YOUR OBJECTIVE – Revise the lines below by replacing "black rim of plate" with "dark edge of the plate" wherever it occurs, leaving everything else unchanged, and omit the pictures from your version.

EXERCISE INPUT –

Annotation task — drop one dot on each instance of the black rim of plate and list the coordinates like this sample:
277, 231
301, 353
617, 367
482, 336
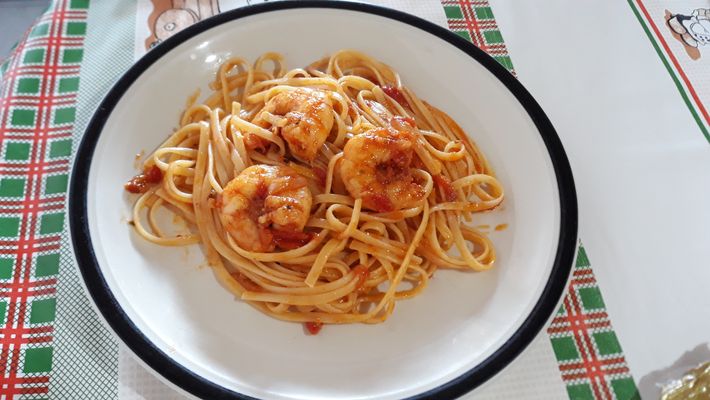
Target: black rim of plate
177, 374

RESPONSE BELOW –
Annotation task — drop one dot on each instance of the dark edge of the plate and list the coordinates like this sample:
277, 231
301, 353
617, 367
482, 336
Target: dark edge of the plate
177, 374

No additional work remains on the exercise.